___ Recorded data
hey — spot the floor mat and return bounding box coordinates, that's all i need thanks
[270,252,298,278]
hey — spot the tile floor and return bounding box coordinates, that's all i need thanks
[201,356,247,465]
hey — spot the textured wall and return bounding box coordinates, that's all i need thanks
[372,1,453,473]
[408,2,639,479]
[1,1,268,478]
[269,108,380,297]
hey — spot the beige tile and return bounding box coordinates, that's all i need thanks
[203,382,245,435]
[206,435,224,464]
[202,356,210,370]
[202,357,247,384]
______
> **What the task requires**: Every entry above must be returned word for word.

> **Solution for this problem**:
hey — spot the floor mat and return bounding box coordinates, that's all i need thanks
[270,252,298,278]
hey — spot the tile floor and return bounding box coordinates, that's all i need thanks
[201,356,247,465]
hey — spot the textured wall and return bounding box coordinates, that's all i need thanks
[372,1,453,473]
[408,2,639,479]
[1,1,268,478]
[269,108,380,297]
hey — spot the beige tile and return bounding box coordinates, that's all i need thanks
[203,382,245,435]
[206,435,224,464]
[202,356,210,370]
[202,357,247,384]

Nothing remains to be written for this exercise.